## Your task
Convert the items below into a numbered list, leaving out any blank lines.

━━━ Dataset ━━━

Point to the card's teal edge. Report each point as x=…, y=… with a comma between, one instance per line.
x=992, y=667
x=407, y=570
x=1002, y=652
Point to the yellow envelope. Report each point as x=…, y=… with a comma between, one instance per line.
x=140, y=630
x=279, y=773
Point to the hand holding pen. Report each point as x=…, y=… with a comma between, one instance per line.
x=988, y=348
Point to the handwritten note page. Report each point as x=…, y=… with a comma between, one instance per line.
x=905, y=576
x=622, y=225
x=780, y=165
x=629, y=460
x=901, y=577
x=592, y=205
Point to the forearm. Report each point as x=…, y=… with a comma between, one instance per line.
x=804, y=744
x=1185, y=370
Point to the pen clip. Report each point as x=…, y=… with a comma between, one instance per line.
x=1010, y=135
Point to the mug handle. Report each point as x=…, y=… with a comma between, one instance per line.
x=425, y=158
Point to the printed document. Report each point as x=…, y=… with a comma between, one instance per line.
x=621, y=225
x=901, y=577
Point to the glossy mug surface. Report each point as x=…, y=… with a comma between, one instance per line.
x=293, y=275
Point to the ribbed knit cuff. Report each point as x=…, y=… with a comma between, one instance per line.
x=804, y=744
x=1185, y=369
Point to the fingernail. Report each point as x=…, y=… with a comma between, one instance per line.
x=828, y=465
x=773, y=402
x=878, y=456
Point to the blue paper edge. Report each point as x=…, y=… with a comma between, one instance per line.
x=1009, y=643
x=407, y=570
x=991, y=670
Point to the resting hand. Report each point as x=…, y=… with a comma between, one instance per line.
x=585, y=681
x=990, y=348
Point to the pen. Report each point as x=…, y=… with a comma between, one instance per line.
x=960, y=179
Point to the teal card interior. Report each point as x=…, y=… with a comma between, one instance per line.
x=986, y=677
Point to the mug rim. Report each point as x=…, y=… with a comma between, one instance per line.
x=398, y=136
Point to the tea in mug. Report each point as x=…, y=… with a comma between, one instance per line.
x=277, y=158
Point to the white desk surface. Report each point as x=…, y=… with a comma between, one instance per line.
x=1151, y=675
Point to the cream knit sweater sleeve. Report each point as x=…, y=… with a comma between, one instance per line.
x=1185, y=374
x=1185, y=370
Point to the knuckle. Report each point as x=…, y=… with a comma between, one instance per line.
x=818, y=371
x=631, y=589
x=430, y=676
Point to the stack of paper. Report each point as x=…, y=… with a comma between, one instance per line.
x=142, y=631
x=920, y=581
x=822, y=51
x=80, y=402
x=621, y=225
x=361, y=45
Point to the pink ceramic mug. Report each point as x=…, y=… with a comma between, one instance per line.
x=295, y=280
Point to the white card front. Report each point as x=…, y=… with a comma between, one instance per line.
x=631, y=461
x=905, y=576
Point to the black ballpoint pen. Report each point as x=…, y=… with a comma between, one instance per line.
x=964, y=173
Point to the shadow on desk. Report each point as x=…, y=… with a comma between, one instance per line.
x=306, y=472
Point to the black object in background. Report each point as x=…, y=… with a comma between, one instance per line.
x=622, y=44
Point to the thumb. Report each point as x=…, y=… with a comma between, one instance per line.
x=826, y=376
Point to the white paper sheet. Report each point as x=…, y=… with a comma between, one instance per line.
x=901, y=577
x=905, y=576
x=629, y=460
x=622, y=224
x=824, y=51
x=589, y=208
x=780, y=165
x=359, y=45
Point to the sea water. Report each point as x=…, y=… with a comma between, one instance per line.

━━━

## Exercise result
1. Point to the card's teal edge. Report each point as x=…, y=… with a comma between, one instance per line.
2. x=992, y=667
3. x=407, y=570
4. x=1002, y=652
5. Point to the yellow envelope. Report each point as x=…, y=… with a comma between, one instance per line.
6. x=140, y=630
7. x=279, y=773
8. Point to the hand holding pen. Report each point as x=…, y=… with a comma between, one instance per line.
9. x=988, y=348
10. Point to the handwritten note page. Report each point as x=…, y=… with a comma between, one instance per line.
11. x=905, y=576
12. x=622, y=225
13. x=780, y=165
14. x=629, y=460
15. x=901, y=577
16. x=592, y=205
17. Point to the forearm. Report each point as x=…, y=… with a comma between, one instance per line.
18. x=804, y=744
19. x=1185, y=370
20. Point to the pen clip. Report each point as x=…, y=… with a comma between, one instance per line.
21. x=1010, y=135
22. Point to the mug handle. Report each point as x=…, y=… with a comma between, one instance per line.
23. x=425, y=158
24. Point to the printed document. Report each point as x=…, y=… with a comma between, one instance per line.
25. x=621, y=225
26. x=901, y=577
27. Point to the glossy mug surface. Report each point as x=…, y=… with a comma between, one instance per line.
28. x=293, y=275
29. Point to the ribbed knit cuff. Report each point as x=…, y=… with a comma between, one instance per line.
30. x=804, y=744
31. x=1185, y=369
32. Point to the fingernail. Report each point as x=…, y=… with a comma between, one instance per line.
33. x=828, y=465
34. x=773, y=402
35. x=878, y=456
36. Point to the blue paper edge. Report each point as x=…, y=… with a comma between, one instance per line.
37. x=1009, y=643
38. x=407, y=570
39. x=991, y=670
40. Point to the resting hand. Report each point as x=…, y=… with a comma between, one instance per line.
41. x=585, y=681
42. x=990, y=348
43. Point to the pen. Report each point as x=…, y=… with a comma between, one instance per line.
44. x=960, y=179
45. Point to the teal card interior. Report each point as x=…, y=… with a comma between, one instance per line.
46. x=986, y=677
47. Point to the mug rim. Report each point as x=…, y=… with a comma between, one instance per line.
48. x=398, y=136
49. Point to the tea in mug. Report each point as x=…, y=… with a comma between, one instance per line.
50. x=277, y=158
51. Point to the white desk surface. Report each point as x=…, y=… with a comma between, one instance per line.
52. x=1151, y=675
53. Point to the cream knit sweater sleeve. Report each point as x=…, y=… with a comma between, one instance per line.
54. x=1185, y=374
55. x=1185, y=370
56. Point to the knuckle. Report each point as x=…, y=… with a comma between, one instance per line.
57. x=818, y=371
58. x=631, y=589
59. x=430, y=676
60. Point to the stack of paper. Report each point as x=…, y=… with a comma between, one instance per line.
61. x=142, y=631
62. x=920, y=581
63. x=822, y=51
64. x=80, y=402
65. x=621, y=225
66. x=361, y=45
67. Point to the pink ceramic mug. Report each point as x=…, y=… with a comma between, one instance per line.
68. x=295, y=280
69. Point to the white card front. Report each point as x=…, y=… with a comma between, one instance per line.
70. x=631, y=461
71. x=905, y=576
72. Point to the black ballpoint pen. Report each point as x=…, y=… with a comma between, one instance per line.
73. x=964, y=173
74. Point to the shadow on desk. Report each point as x=…, y=… with a comma between, one instance per line.
75. x=306, y=472
76. Point to the black object in background. Report each point as x=…, y=… with a comma between, one instance per line.
77. x=622, y=44
78. Point to the thumb. Report each point as x=…, y=… with a comma between, one instance per line.
79. x=826, y=376
80. Point to the white paper sheet. Report each point as x=…, y=… with a comma between, one instance per line.
81. x=901, y=577
82. x=905, y=576
83. x=629, y=460
84. x=622, y=224
85. x=824, y=51
86. x=589, y=208
87. x=780, y=165
88. x=359, y=45
89. Point to the sea water. Report each point as x=…, y=… with a comma between, one instance per line.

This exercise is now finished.